**Brief**.
Rewrite every line of the entries below, requests included, and scale each pixel coordinate in the answers by a factor of 2, rounding to whole numbers with halves rounded up. Leave the pictures out.

**Input data**.
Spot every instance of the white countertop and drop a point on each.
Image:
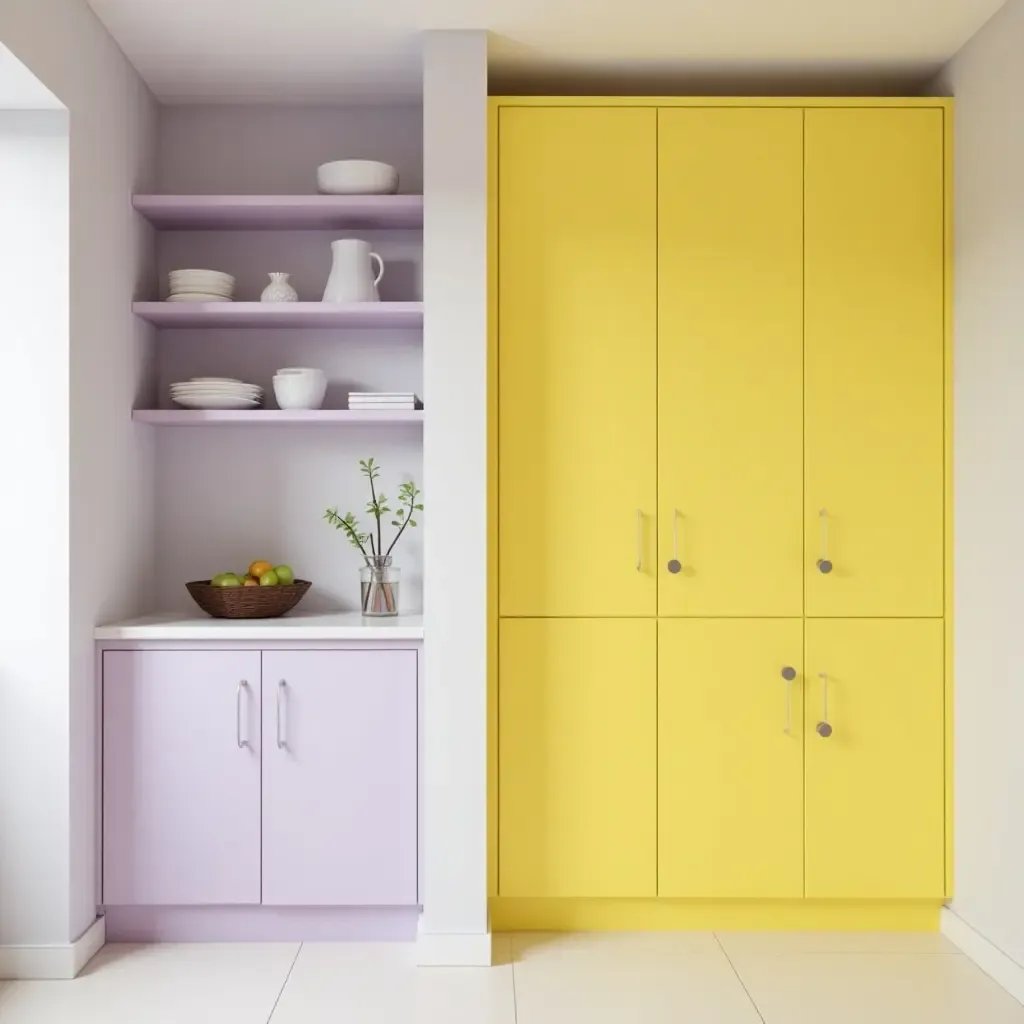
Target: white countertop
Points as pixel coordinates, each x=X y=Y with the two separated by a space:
x=328 y=626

**Exercise output**.
Spot every instance of the white countertop and drop a point on each.
Image:
Target: white countertop
Points as pixel coordinates, each x=X y=Y with the two separated by a space:
x=656 y=1252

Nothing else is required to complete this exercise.